• Task to carry out
Copy the page excerpt from "After repacking and" up to and including "tree_node_allocator::get_tree_node<packed_node>()", changing "cumbersome" to "awkward".

• Page excerpt
Storing all of these rectangles took a large amount of space, making the tree less memory efficient, and also took a long time to search. Compression is used
to reduce the number of bytes needed to store these polygons.
I'll elide the details of how compression works for now since it isn't necessary for the immediate objectives. At a high level, compress_polygon
in
compression.h
takes an iterator over a polygon's rectangles and outputs a byte buffer and integer describing the buffer's length. decompress_polygon
consumes this byte buffer, returns a decompressed polygon, and updates an offset pointer to where the polygon's data in the byte buffer ended.
After repacking and compression, we end up with a highly space-efficient tree. However, inserting new information into this tree is challenging --- we may need
to add more data to nodes that don't have space to fit it, or adjust the compressed bytes of a polygon. While it is theoretically possible to do this over
the encoded information, doing so is cumbersome and error-prone. Moreover, all of the existing insert and geometric operation functionality relies on the
data being in the "original" format. For these reasons, we implemented a function to "unpack" repacked nodes. This is performed as part of
nirtreedisk::get_[leaf|branch]_node()
, so it is transparent to the insert functions. If you don't want to unpack nodes, you should use
tree_node_allocator::get_tree_node<packed_node>()
directly.
geometry.h
defines the polygon types (and rectangles), along with all the geometric operations necessary. R-Trees use Rectangles --- NIR-Trees use
*polygon types, which may actually consist of only a single rectangle. There are three polygon types, which I have done a poor job of naming: IsotheticPolygon
,
InlineBoundedIsotheticPolygon
, and InlineUnboundedIsotheticPolygon
.
IsotheticPolygon
is the classic, in-memory polygon we used in the original NIR-Tree. They support a wide range of geometric operations, and are generally the
workhorse polygon for complex functionality. If you are fragmenting polygons around each other, you want to get a polygon in this format. The polygon's
rectangles are stored in an std::vector
, which makes it easy to work with --- but it is important to remember that an IsotheticPolygon
is NOT persisted
to disk. You need to write the polygon to disk in one of the following formats.
InlineBoundedIsotheticPolygon
is a polygon that can support a fixed number of rectangles (MAX_RECTANGLE_COUNT
). This is the type used in NIR-Tree BranchNode
by default. It implements the ability to write an IsotheticPolygon
to disk at the InlineBoundedIsotheticPolygon
's allocation location (push_polygon_to_disk
),
and some simple search operations so we don't have to copy every polygon into memory during search. If you have a polygon with < MAX_RECTANGLE_COUNT
rectangles
in it, you want to use std::get<InlineBoundedIsotheticPolygon>(b.boundingPoly).push_polygon_to_disk( &poly )
to write it to a Branch
b.
InlineUnboundedIsotheticPolygon
is a polygon larger than MAX_RECTANGLE_COUNT
rectangles. This is supported in the NIR-Tree by putting a tree_node_handle
in the Branch
instead of a InlineBoundedIsotheticPolygon
, and storing the InlineUnboundedIsotheticPolygon
at where the tree_node_handle
points.

• Information provided
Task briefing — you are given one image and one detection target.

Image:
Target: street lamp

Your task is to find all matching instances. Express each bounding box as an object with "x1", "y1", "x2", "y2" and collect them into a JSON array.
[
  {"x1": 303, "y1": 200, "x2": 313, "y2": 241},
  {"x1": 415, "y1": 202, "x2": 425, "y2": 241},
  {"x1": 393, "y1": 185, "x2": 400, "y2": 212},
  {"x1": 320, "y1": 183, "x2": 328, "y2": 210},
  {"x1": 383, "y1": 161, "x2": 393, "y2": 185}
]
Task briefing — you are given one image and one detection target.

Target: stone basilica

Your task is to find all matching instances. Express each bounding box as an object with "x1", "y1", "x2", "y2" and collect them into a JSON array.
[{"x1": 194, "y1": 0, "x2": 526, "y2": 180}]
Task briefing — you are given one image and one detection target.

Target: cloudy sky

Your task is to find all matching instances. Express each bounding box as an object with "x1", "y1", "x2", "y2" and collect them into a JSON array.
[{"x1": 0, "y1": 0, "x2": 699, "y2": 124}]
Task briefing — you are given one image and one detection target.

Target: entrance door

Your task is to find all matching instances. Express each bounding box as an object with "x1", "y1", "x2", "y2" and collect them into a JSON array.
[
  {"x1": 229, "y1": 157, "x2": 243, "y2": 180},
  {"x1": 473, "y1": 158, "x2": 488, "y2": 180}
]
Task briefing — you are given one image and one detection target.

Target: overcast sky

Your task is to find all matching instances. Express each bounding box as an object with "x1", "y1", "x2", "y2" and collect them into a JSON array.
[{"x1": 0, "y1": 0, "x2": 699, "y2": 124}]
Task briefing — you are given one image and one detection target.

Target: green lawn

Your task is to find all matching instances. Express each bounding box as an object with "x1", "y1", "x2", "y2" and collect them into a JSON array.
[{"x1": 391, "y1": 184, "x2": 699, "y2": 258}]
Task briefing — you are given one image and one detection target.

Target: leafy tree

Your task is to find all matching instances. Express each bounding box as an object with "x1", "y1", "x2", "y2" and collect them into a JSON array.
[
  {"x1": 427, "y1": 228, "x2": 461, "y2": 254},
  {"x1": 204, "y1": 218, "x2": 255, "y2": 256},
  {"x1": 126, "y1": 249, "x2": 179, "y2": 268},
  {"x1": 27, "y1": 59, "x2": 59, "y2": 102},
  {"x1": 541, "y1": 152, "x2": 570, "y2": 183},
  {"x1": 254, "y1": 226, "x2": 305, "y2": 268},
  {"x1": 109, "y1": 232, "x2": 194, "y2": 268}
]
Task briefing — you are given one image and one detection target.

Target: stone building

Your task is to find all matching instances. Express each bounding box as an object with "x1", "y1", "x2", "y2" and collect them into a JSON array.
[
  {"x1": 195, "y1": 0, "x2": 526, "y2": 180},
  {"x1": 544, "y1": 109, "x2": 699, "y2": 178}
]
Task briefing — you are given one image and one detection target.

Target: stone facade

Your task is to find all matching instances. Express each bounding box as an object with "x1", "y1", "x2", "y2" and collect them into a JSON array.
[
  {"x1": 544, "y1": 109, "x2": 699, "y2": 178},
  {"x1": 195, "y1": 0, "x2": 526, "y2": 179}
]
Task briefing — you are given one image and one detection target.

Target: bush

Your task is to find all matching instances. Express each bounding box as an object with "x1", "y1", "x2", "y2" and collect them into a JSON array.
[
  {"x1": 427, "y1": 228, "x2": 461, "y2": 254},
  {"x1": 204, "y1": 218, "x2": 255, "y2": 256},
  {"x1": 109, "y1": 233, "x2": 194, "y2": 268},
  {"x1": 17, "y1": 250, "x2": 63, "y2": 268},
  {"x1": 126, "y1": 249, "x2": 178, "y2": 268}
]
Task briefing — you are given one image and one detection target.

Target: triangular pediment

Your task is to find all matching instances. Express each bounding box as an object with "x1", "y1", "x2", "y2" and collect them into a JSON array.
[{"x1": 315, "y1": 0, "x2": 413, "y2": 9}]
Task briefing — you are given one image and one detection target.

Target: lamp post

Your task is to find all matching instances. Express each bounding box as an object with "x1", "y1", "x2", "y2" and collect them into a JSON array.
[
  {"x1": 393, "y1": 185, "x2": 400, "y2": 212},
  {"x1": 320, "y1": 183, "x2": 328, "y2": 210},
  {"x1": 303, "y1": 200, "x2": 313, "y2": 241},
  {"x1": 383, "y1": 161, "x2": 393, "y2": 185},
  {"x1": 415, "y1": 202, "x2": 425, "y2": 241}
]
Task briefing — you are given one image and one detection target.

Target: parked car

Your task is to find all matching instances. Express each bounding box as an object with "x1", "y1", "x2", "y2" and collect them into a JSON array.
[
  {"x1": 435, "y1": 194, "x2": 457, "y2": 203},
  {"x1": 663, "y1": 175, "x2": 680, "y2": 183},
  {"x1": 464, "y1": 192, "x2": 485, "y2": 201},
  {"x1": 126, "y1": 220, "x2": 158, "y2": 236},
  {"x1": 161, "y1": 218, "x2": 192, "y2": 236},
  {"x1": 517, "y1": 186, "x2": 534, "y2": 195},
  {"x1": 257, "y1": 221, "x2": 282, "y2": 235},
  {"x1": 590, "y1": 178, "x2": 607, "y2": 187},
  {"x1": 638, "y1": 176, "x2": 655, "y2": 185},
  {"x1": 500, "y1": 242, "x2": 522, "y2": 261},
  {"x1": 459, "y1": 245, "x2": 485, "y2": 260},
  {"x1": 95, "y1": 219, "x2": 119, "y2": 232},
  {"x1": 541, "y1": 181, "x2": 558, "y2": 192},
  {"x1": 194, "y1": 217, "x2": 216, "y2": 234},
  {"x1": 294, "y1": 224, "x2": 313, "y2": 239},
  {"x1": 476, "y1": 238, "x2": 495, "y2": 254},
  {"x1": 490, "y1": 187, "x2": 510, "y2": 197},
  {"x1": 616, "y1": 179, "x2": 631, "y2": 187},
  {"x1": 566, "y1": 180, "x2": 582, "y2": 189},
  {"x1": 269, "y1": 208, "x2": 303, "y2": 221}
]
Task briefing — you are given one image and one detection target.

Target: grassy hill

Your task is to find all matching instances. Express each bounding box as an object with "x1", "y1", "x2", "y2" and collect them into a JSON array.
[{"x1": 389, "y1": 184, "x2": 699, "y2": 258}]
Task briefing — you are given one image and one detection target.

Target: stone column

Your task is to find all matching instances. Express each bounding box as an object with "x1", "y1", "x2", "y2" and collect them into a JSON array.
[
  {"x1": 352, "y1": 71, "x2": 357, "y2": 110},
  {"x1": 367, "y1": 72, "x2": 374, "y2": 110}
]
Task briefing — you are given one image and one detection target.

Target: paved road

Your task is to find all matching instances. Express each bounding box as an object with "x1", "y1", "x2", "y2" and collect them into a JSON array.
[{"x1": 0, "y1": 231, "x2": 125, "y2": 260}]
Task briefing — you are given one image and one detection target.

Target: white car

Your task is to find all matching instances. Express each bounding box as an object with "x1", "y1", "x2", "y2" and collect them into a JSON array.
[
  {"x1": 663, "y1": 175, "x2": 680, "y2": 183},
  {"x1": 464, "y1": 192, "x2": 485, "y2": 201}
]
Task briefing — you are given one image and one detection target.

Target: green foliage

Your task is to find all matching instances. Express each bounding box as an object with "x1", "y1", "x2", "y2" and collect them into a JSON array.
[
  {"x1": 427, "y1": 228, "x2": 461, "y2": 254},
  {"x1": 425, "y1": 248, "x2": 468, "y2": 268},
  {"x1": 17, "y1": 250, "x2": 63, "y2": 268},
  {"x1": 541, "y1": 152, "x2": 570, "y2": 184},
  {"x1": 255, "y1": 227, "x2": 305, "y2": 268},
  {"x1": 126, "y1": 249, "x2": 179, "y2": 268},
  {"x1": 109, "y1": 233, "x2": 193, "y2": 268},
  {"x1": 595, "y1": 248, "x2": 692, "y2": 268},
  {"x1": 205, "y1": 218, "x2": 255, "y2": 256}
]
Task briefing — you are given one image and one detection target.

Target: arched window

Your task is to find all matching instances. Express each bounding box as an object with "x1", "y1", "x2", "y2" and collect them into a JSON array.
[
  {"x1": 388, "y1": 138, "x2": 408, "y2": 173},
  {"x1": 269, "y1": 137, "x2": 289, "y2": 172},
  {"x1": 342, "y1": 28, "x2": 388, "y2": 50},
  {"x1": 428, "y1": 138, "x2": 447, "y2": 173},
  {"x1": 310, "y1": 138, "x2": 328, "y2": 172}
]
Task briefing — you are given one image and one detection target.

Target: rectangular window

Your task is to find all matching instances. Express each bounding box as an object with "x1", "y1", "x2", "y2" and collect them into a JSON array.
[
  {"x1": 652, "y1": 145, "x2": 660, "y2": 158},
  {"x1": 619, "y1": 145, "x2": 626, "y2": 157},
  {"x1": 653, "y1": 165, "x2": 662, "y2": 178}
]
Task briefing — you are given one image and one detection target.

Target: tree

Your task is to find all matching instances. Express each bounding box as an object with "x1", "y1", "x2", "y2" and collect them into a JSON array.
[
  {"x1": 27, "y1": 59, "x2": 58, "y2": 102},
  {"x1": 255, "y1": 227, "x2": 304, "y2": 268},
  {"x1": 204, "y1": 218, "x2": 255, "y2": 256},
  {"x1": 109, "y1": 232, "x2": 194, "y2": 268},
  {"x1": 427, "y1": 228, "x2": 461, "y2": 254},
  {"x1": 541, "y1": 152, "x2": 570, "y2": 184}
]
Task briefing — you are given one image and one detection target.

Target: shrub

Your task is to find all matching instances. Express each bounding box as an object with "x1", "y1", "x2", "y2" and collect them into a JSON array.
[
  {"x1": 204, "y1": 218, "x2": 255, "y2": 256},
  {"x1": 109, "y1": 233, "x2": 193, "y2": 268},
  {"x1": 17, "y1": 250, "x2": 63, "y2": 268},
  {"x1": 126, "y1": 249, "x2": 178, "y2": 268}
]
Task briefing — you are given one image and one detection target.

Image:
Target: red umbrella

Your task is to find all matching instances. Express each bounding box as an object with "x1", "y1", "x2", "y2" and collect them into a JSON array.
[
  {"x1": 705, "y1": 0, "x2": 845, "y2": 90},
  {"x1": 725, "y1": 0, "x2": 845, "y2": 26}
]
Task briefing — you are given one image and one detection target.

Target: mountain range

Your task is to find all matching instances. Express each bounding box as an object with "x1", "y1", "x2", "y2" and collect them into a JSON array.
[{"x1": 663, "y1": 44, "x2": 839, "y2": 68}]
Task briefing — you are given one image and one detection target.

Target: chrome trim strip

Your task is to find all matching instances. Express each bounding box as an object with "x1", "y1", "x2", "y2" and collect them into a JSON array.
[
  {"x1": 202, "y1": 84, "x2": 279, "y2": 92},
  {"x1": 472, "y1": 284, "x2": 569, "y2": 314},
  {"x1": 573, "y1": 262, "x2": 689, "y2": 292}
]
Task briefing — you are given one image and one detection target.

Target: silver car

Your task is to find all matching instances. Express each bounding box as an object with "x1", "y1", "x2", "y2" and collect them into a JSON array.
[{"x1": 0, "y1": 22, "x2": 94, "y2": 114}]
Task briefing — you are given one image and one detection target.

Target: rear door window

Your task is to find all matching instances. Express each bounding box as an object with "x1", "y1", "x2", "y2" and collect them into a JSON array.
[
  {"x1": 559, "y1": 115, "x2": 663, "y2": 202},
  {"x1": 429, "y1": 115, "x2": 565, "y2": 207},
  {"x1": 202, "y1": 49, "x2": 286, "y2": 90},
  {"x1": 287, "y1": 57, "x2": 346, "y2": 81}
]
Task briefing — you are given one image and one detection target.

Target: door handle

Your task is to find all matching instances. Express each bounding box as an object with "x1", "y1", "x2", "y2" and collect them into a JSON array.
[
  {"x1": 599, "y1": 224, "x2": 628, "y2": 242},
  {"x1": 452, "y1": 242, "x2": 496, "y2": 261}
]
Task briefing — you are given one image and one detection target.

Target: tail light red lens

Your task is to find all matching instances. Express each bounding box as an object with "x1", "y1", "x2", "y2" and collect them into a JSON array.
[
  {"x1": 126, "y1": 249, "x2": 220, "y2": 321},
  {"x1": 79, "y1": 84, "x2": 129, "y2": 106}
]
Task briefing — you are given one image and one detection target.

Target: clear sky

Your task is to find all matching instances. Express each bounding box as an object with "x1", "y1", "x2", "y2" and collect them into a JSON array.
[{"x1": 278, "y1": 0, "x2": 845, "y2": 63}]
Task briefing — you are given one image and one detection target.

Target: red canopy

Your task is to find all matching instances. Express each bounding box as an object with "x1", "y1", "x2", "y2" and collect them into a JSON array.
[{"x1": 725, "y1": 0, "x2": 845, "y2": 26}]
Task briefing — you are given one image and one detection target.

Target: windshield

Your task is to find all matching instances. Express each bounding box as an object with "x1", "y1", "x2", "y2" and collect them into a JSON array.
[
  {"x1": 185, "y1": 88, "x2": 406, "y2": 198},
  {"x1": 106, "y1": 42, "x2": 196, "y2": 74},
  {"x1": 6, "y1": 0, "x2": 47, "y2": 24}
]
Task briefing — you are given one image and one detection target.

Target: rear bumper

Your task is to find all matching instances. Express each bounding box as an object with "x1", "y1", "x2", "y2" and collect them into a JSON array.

• Solution to the exercise
After repacking and compression, we end up with a highly space-efficient tree. However, inserting new information into this tree is challenging --- we may need
to add more data to nodes that don't have space to fit it, or adjust the compressed bytes of a polygon. While it is theoretically possible to do this over
the encoded information, doing so is awkward and error-prone. Moreover, all of the existing insert and geometric operation functionality relies on the
data being in the "original" format. For these reasons, we implemented a function to "unpack" repacked nodes. This is performed as part of
nirtreedisk::get_[leaf|branch]_node()
, so it is transparent to the insert functions. If you don't want to unpack nodes, you should use
tree_node_allocator::get_tree_node<packed_node>()